Text passage »
## begin

Over to the phones. Increasingly, listeners tend to text instead, something that has changed the dynamic of the phone-in to no end. A few weeks ago, during an hour-long “relationships” special, nobody called at all but the texts kept coming – tortured post-break-up texts surely sent from a roadside café while a chip was being dunked into a sad puddle of mayonnaise and one lone, bitchy tweet directed at the hosts: “You’ve just topped all of Radio 1 in the passive- aggressive department.”
“I’m thinking – what does that even mean?” said Aled, hurt. “What have I done? I was just saying that relationships are tricky. Dynamics and different times and that kind of …” He can be a little thin-skinned sometimes but at least he and Dr Radha are the only people on the station who fully comprehend that they are not broadcasting to any “massive” or “crew” but to the third year of Camden School for Girls and their cousin Josh. For a few minutes, the presenters talked among themselves. Valentine’s Day. Huge expectations, lots of pressure. Aled had a nice time once, a few months into his relationship with Emile, who presented him with a three-metre-long tube of Jaffa Cakes.
These sorts of confession from Aled are usually followed by a qualifier, something pivotal that suggests a hinterland of tough experience combined with lines and scenes gleaned directly from daytime drama (“That was then, Emile!”). Even the name Emile suggests a subject whose impact, trajectory and wind velocity might take up the whole show. Dr Radha stepped in and gently moved things along, admitting she was single once and saying it’s absolutely nothing to get in a pickle about now, is it? At which point, as though in direct contravention, the phones started ringing.

## end

Tasks to complete »
1. Decide whether each statement agrees with the phone-in passage. Answer yes or no for (a), (b) and (c), and quote the words of the passage that settle each one. (a) During the hour-long relationships special, nobody phoned in. (b) Dr Radha said she had never been single. (c) Aled and Dr Radha believe they are broadcasting to a "massive" or "crew."
2. Summarize the phone-in passage in two sentences.

Given data »
## begin

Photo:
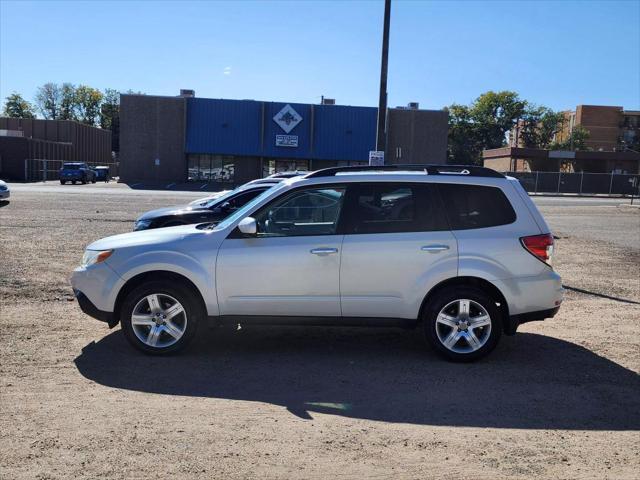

## end

Task responses »
1.
(a) Yes: "nobody called at all but the texts kept coming"
(b) No: "admitting she was single once"
(c) No: "fully comprehend that they are not broadcasting to any “massive” or “crew”"

2. During an hour-long relationships special, listeners texted instead of calling, and one tweet calling the hosts passive-aggressive left Aled hurt. The presenters then talked among themselves about Valentine's Day, and after Dr Radha admitted she was single once, the phones started ringing.